- **Supplied passage**

Edmund Wellisha, the head guard at the prison, was convicted of undernourishing prisoners in support of the rebellion.
Kilmainham Gaol has played an important part in Irish history, as many leaders of Irish rebellions were imprisioned and some executed in the prison by the British and latterly in 1923 by the Irish Free State.
When it was first built in 1796, Kilmainham Gaol was called the 'New Gaol' to distinguish it from the old gaol it was intended to replace - a noisome dungeon, just a few hundred yards from the present site. It was officially called the County of Dublin Gaol, and was originally run by the Grand Jury for County Dublin. Over the 128 years it served as a prison, its cells held many of the most famous people involved in the campaign for Irish independence. The British imprisoned and executed the leaders of the 1916 Easter Rising here.its cells were roughly 28metre squared.
Children were sometimes arrested for petty theft, the youngest said to be a seven year-old boy, while many of the adult prisoners were deported to Australia.
There was no segregation of prisoners; men, women and children were incarcerated up to 5 in each cell, with only a single candle for light and heat, most of their time was spent in the cold and the dark.
Kilmainham Gaol was abandoned as a prison in 1924, by the government of the new Irish Free State. Following lengthy restoration, it now houses a museum on the history of Irish nationalism and offers guided tours of the building. An art gallery on the top floor exhibits paintings, sculptures and jewelry of prisoners incarcerated in prisons all over contemporary Ireland.

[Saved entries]
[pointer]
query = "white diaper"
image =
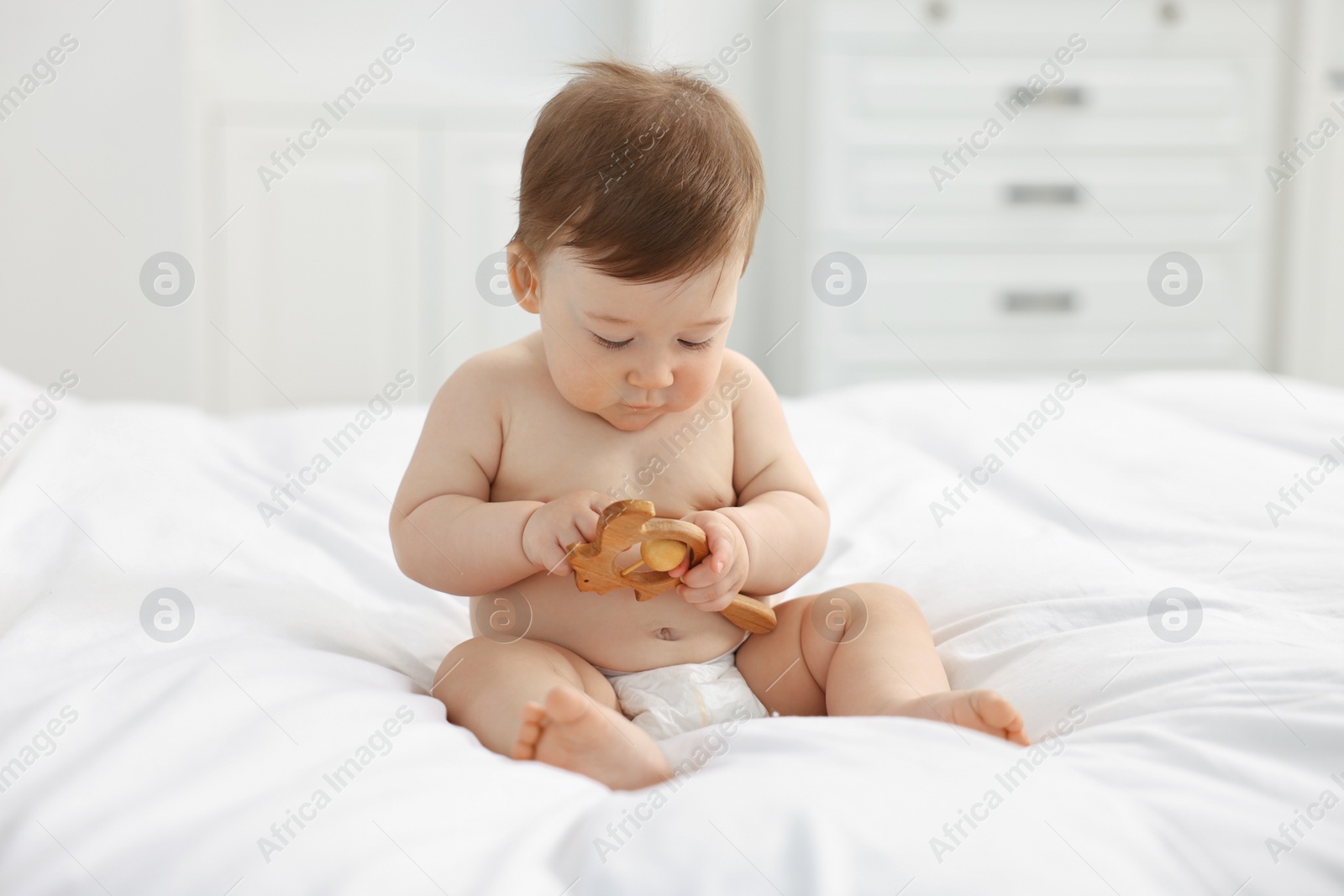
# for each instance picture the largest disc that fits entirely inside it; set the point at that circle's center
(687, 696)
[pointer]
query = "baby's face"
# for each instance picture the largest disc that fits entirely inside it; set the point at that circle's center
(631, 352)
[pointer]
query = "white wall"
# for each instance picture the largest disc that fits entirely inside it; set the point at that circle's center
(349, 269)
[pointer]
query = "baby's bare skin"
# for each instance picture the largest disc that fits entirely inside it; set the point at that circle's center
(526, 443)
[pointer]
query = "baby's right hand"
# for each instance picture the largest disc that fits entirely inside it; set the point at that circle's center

- **Task instructions**
1) Transcribe the Kilmainham Gaol text between "Edmund Wellisha, the" and "roughly 28metre squared.", inclusive.
2) List every year named in the Kilmainham Gaol text.

- **Answers by task**
1)
Edmund Wellisha, the head guard at the prison, was convicted of undernourishing prisoners in support of the rebellion.
Kilmainham Gaol has played an important part in Irish history, as many leaders of Irish rebellions were imprisioned and some executed in the prison by the British and latterly in 1923 by the Irish Free State.
When it was first built in 1796, Kilmainham Gaol was called the 'New Gaol' to distinguish it from the old gaol it was intended to replace - a noisome dungeon, just a few hundred yards from the present site. It was officially called the County of Dublin Gaol, and was originally run by the Grand Jury for County Dublin. Over the 128 years it served as a prison, its cells held many of the most famous people involved in the campaign for Irish independence. The British imprisoned and executed the leaders of the 1916 Easter Rising here.its cells were roughly 28metre squared.

2) 1923, 1796, 1916, 1924